[[ Data to process, beginning ]]

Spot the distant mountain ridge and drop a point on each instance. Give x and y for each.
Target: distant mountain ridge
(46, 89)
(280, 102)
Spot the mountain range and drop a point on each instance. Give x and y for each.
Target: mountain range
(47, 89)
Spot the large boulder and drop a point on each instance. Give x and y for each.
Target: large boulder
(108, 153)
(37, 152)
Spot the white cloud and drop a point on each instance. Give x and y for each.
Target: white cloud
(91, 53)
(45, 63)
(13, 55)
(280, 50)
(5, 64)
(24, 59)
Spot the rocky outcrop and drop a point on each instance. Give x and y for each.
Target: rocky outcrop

[[ Data to process, end ]]
[[ Data to process, beginning ]]

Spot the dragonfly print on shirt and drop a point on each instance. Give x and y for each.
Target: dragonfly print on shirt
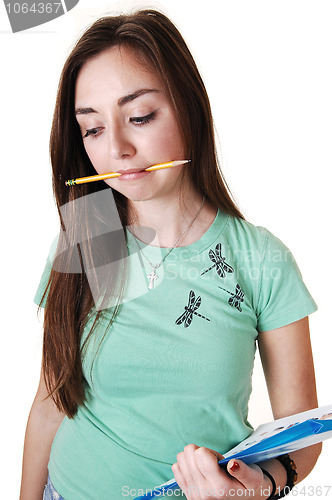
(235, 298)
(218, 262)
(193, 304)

[[ Data to process, end ]]
[[ Data to process, beginning ]]

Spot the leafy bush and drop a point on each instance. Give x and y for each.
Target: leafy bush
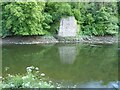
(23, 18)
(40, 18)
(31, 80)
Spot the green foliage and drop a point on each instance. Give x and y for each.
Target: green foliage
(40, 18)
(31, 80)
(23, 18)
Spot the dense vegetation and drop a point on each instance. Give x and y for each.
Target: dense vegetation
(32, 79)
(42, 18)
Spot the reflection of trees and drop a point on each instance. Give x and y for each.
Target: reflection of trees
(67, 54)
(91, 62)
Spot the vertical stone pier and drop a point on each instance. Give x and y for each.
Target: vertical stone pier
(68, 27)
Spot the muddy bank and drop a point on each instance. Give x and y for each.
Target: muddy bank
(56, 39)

[[ Data to process, end ]]

**Requirement**
List all lines from the entries that include the word "rocky".

**Answer to this problem**
Spot the rocky outcrop and drop a point on each instance. Give x and y for each.
Target: rocky outcrop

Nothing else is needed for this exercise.